[BEGIN PASSAGE PROVIDED]

Posted by: LowercaseM at April 28, 2024 11:26 AM (1R1ie)

251 Boujie
What ever the f' that is. Just stop it.

Posted by: weft cut-loop at April 28, 2024 11:26 AM (IG4Id)

252 All the fixins but no bread. Rather fun to eat.

Posted by: Braenyard at April 28, 2024 11:20 AM (lCWOD)


It is.

Surprisingly, one of our favorite meals when I traveled to Rome with the delightful and globe-trotting Mrs naturalfake was a charcuterie(!) board at a famous butcher's shop.

All kinds of goodies. Yum!

Posted by: naturalfake at April 28, 2024 11:26 AM (eDfFs)

253 Not gonna lie.
At the end of the day.
Personally, I.

Posted by: Quarter Twenty at April 28, 2024 11:27 AM (dg+HA)

254 Disporridgement: to complain about the quality of the hot cereal in the house you've broken into.
Posted by: Goldilocks at April 28, 2024


***
Similarly, "debridement" must mean to keep the target's intended future wife from arriving at the marriage ceremony. See "kidnap," "Runaway Bride."

Posted by: Wolfus Aurelius, Dreaming of Elsewhere at April 28, 2024 11:28 AM (omVj0)

[END PASSAGE PROVIDED]

• STATED PROBLEM A: In the comment thread, naturalfake answers "It is." when someone says a meal with all the fixins but no bread is fun to eat. In one to three sentences, explain what experience naturalfake gives to support that agreement.
The comment thread and the rows that come after it are unrelated.

[BEGIN RECORDS SHOWN]

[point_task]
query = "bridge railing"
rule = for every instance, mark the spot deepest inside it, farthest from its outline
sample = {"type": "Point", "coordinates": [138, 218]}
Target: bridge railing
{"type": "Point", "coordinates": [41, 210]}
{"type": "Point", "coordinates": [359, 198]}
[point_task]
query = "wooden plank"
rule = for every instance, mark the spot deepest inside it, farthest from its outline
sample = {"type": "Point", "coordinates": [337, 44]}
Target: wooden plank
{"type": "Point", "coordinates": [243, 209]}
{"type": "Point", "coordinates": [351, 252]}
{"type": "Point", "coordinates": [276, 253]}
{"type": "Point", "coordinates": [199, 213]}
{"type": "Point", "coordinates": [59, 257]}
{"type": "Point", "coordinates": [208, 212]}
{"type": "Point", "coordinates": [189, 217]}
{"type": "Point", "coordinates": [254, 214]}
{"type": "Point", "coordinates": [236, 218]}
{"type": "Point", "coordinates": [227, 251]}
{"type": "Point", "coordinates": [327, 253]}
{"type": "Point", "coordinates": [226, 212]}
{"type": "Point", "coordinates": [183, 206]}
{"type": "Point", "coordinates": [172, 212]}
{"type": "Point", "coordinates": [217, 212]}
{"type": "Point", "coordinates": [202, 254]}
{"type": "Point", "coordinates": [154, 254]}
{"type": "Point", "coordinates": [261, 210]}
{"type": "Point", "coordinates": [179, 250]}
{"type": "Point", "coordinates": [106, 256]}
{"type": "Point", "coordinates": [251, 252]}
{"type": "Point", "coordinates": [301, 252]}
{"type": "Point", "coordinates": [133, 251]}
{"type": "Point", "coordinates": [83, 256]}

[END RECORDS SHOWN]

• STATED PROBLEM B: Copy out every one of the point-labeling rows above, from the first line to the last, with each line unchanged.

• WRITTEN RESPONSE A: Naturalfake recalls that one of the favorite meals on a trip to Rome with Mrs naturalfake was a charcuterie board at a famous butcher's shop. It held all kinds of goodies, so a meal like that, with all the fixins but no bread, proved enjoyable.

• WRITTEN RESPONSE B:
[point_task]
query = "bridge railing"
rule = for every instance, mark the spot deepest inside it, farthest from its outline
sample = {"type": "Point", "coordinates": [138, 218]}
Target: bridge railing
{"type": "Point", "coordinates": [41, 210]}
{"type": "Point", "coordinates": [359, 198]}
[point_task]
query = "wooden plank"
rule = for every instance, mark the spot deepest inside it, farthest from its outline
sample = {"type": "Point", "coordinates": [337, 44]}
Target: wooden plank
{"type": "Point", "coordinates": [243, 209]}
{"type": "Point", "coordinates": [351, 252]}
{"type": "Point", "coordinates": [276, 253]}
{"type": "Point", "coordinates": [199, 213]}
{"type": "Point", "coordinates": [59, 257]}
{"type": "Point", "coordinates": [208, 212]}
{"type": "Point", "coordinates": [189, 217]}
{"type": "Point", "coordinates": [254, 214]}
{"type": "Point", "coordinates": [236, 218]}
{"type": "Point", "coordinates": [227, 251]}
{"type": "Point", "coordinates": [327, 253]}
{"type": "Point", "coordinates": [226, 212]}
{"type": "Point", "coordinates": [183, 206]}
{"type": "Point", "coordinates": [172, 212]}
{"type": "Point", "coordinates": [217, 212]}
{"type": "Point", "coordinates": [202, 254]}
{"type": "Point", "coordinates": [154, 254]}
{"type": "Point", "coordinates": [261, 210]}
{"type": "Point", "coordinates": [179, 250]}
{"type": "Point", "coordinates": [106, 256]}
{"type": "Point", "coordinates": [251, 252]}
{"type": "Point", "coordinates": [301, 252]}
{"type": "Point", "coordinates": [133, 251]}
{"type": "Point", "coordinates": [83, 256]}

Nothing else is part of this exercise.